**Goal of the exercise:** Can you convert every line below into a JSON list of strings, one string per line, with blank lines skipped and the pictures left out?

**Raw data:**

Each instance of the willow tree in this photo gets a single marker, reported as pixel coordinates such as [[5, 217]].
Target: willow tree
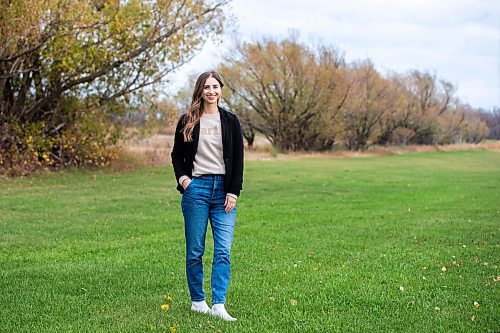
[[287, 91], [64, 64]]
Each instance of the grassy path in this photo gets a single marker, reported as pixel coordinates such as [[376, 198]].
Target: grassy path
[[381, 244]]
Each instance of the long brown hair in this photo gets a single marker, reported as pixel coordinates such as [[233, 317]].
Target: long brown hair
[[194, 113]]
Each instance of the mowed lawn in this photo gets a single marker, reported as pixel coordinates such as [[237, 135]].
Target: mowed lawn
[[407, 243]]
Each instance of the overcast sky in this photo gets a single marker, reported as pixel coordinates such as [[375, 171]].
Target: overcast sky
[[458, 40]]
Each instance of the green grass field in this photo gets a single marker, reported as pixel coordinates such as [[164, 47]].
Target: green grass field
[[402, 243]]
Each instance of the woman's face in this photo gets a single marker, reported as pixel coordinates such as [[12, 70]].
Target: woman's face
[[211, 91]]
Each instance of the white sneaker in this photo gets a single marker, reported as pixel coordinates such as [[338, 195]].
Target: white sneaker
[[200, 307], [219, 311]]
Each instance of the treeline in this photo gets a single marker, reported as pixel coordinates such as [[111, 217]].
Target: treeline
[[302, 98], [73, 73], [70, 71]]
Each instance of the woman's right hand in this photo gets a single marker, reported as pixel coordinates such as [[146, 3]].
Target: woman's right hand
[[186, 182]]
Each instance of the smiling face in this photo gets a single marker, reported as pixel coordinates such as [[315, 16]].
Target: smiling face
[[211, 91]]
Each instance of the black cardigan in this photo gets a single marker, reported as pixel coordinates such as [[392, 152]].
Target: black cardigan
[[183, 153]]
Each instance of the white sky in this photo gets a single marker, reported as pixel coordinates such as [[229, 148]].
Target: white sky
[[458, 40]]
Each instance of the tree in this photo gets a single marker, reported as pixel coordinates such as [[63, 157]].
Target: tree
[[74, 55], [289, 90], [426, 100], [370, 97]]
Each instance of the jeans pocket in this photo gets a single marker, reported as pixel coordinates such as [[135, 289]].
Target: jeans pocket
[[189, 185]]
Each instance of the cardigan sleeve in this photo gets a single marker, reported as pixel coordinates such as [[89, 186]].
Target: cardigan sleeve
[[238, 152], [177, 153]]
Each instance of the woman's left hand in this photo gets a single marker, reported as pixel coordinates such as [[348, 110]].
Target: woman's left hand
[[229, 204]]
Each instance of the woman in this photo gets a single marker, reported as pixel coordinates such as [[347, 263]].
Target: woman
[[208, 163]]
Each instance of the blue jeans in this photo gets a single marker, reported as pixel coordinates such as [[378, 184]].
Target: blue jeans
[[203, 200]]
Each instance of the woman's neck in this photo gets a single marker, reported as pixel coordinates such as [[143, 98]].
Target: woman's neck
[[210, 109]]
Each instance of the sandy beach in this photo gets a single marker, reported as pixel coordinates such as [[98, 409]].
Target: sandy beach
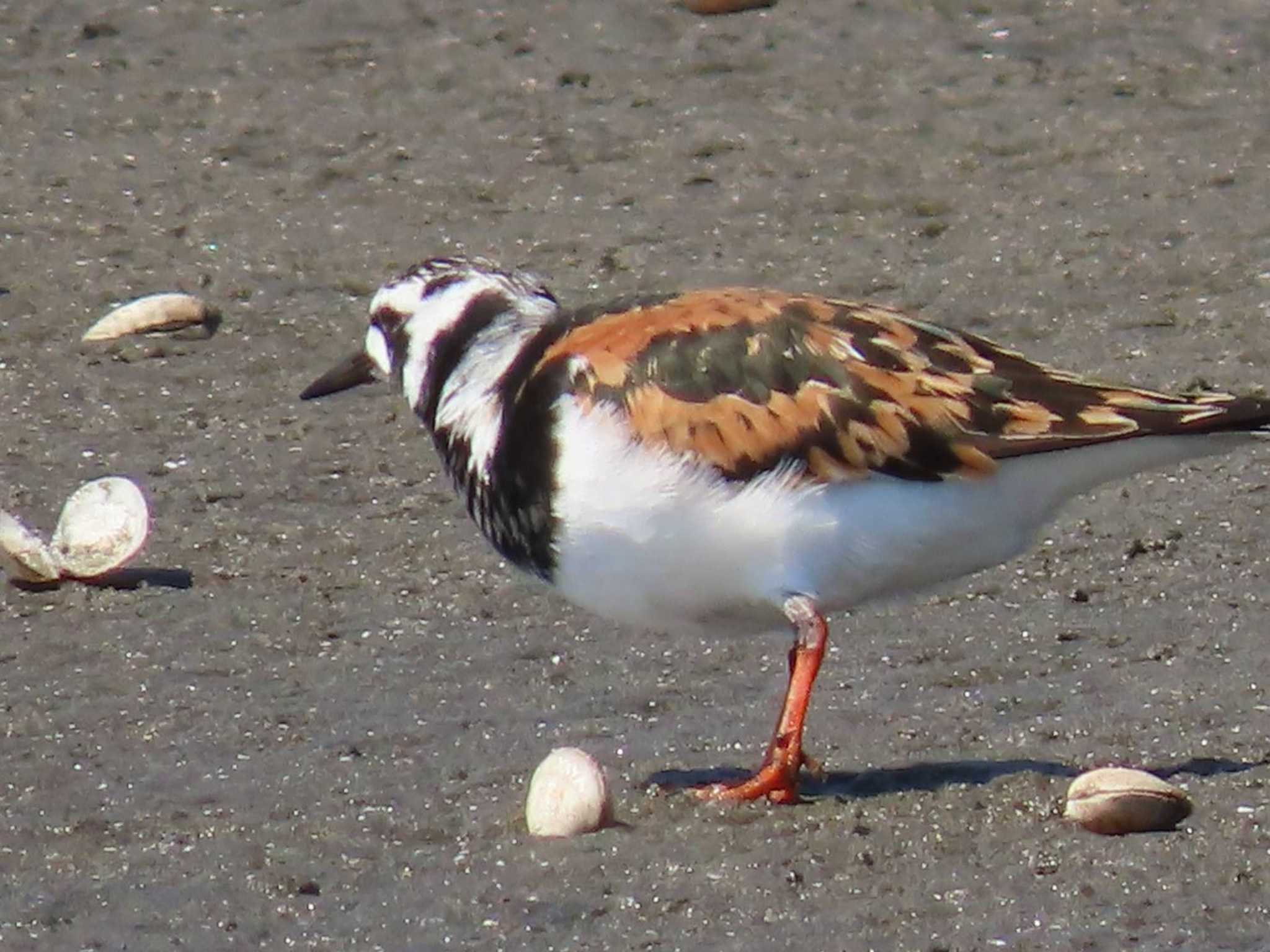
[[310, 721]]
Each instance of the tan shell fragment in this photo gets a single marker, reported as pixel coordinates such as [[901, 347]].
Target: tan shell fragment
[[103, 524], [568, 795], [1118, 800], [716, 7], [167, 311], [23, 553]]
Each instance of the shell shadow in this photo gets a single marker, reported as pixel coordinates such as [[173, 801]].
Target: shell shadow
[[138, 575], [928, 776]]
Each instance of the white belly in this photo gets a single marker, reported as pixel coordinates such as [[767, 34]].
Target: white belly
[[653, 540]]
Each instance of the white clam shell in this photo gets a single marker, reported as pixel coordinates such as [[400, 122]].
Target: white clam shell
[[23, 553], [166, 311], [102, 526], [1118, 800], [568, 795]]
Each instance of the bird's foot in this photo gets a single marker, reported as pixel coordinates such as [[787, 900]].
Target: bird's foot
[[776, 780]]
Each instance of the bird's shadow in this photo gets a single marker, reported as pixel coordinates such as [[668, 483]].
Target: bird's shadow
[[929, 776], [131, 578]]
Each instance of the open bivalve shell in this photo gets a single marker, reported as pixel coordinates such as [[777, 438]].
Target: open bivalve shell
[[103, 524], [149, 314], [1118, 800], [23, 553], [568, 795]]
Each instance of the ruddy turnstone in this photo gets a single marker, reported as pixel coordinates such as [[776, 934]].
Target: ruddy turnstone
[[737, 459]]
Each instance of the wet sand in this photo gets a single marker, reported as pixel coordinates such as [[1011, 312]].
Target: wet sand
[[322, 742]]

**Task answer:**
[
  "Each instance of the willow tree in this photo gets a single marker, reported as pixel coordinates such as [[5, 217]].",
  "Target: willow tree",
  "[[287, 91], [64, 64]]",
  "Each instance of the grassy path in this photo gets a single marker, reported as pixel coordinates such as [[376, 198]].",
  "Target: grassy path",
  "[[381, 244]]",
  "Each instance of the long brown hair in this photo gets a single marker, reported as pixel coordinates such as [[233, 317]].",
  "Target: long brown hair",
  "[[194, 113]]",
  "Each instance of the mowed lawn in this photo gets a single marker, reported as pixel coordinates such as [[237, 135]].",
  "Target: mowed lawn",
  "[[407, 243]]",
  "Each instance of the overcast sky in this photo gets a single marker, reported as pixel coordinates such as [[375, 171]].",
  "Target: overcast sky",
  "[[458, 40]]",
  "Each instance of the green grass field in this photo gets a single marker, reported as pixel coordinates such as [[164, 47]].",
  "Target: green grass field",
  "[[402, 243]]",
  "Each instance of the woman's face in this photo gets a single marker, reported as pixel coordinates such as [[12, 70]].",
  "Target: woman's face",
  "[[211, 91]]",
  "Each instance of the white sneaker in this photo gets a single marker, reported as pixel coordinates such as [[338, 195]].",
  "Target: white sneaker",
  "[[200, 307], [219, 311]]",
  "Each instance of the treeline in this photo gets a single marker, reported as pixel coordinates such as [[111, 217]].",
  "Target: treeline",
  "[[302, 98], [73, 73], [70, 71]]",
  "Each instance of the woman's right hand in this photo gets a single marker, reported as pixel coordinates such as [[146, 3]].",
  "Target: woman's right hand",
  "[[186, 182]]",
  "Each instance of the smiling face in this photo gets a single marker, reported as pixel coordinates such as [[315, 16]].",
  "Target: smiling face",
  "[[211, 91]]",
  "Each instance of the black cardigan in this photo gets a single marker, reported as pixel coordinates such as [[392, 152]].",
  "Target: black cardigan",
  "[[183, 153]]",
  "Each instance of the white sky in this photo gets a single marker, reported as pixel coordinates such as [[229, 148]].",
  "Target: white sky",
  "[[458, 40]]",
  "Each instance of the tree in this photo gets a single marker, reported as pixel coordinates such as [[63, 157]].",
  "Target: tree",
  "[[74, 55], [289, 90], [426, 100], [370, 97]]",
  "Each instance of the jeans pocket in this photo gets a single marker, reported as pixel coordinates such as [[135, 289]].",
  "Target: jeans pocket",
  "[[189, 185]]",
  "Each instance of the cardigan sleeve in this photo gets a single marker, reported as pixel coordinates such as [[89, 186]].",
  "Target: cardigan sleeve",
  "[[238, 152], [177, 153]]",
  "Each instance of the woman's left hand in this photo gets a single marker, reported as pixel coordinates such as [[348, 110]].",
  "Target: woman's left hand",
  "[[229, 204]]",
  "Each instance of the woman in this photo gets a single marker, reported as pixel coordinates such as [[347, 263]].",
  "Target: woman",
  "[[208, 163]]",
  "Each instance of the blue jeans in this photo gets a single marker, reported as pixel coordinates such as [[378, 184]].",
  "Target: blue jeans",
  "[[203, 200]]",
  "Each instance of the woman's neck in this photo gets a single marker, reported as pixel coordinates such as [[143, 98]].",
  "Target: woman's neck",
  "[[210, 109]]",
  "Each instance of the sandy beach in this photo gets a single marker, reported as pixel coordinates such as [[98, 409]].",
  "Target: sandy beach",
  "[[310, 721]]",
  "Each instance of the tan shell fragment in this photo gets a single marker, reported as pixel coordinates such as [[901, 347]].",
  "Target: tan shell fragment",
  "[[103, 524], [568, 795], [1118, 800], [716, 7], [167, 311], [23, 553]]",
  "Each instance of the shell shadow in this photo gets a single marker, reported as pixel coordinates such as [[173, 801]].",
  "Target: shell shadow",
  "[[138, 575], [928, 776]]",
  "Each instance of the white belly in this photo gets a single marker, reported as pixel coordinates such as [[767, 34]].",
  "Target: white belly",
  "[[653, 540]]",
  "Each instance of the white clam shell in this photo gets a single marker, reported as pixel coordinates such as [[400, 122]].",
  "Target: white clam shell",
  "[[23, 553], [166, 311], [102, 526], [1118, 800], [568, 795]]",
  "Each instance of the bird's foot in this photo gets a single marker, reported as pixel coordinates such as [[787, 900]].",
  "Target: bird's foot",
  "[[776, 780]]",
  "Each instance of the bird's shadow in this photo gets a single marker, reported as pixel coordinates such as [[668, 483]].",
  "Target: bird's shadow",
  "[[929, 776], [131, 578]]",
  "Each instance of the open bivalve shell in this photo gets a single marker, reported as pixel coordinates such as [[777, 438]].",
  "Target: open bivalve shell",
  "[[103, 524], [149, 314], [1118, 800], [23, 553], [568, 795]]",
  "Each instance of the ruddy turnstone in this photo gets a single marker, reported as pixel coordinates such as [[776, 934]].",
  "Target: ruddy turnstone",
  "[[737, 459]]",
  "Each instance of the wet sand in this photo gets a single marker, reported as pixel coordinates such as [[1011, 312]].",
  "Target: wet sand",
  "[[322, 742]]"
]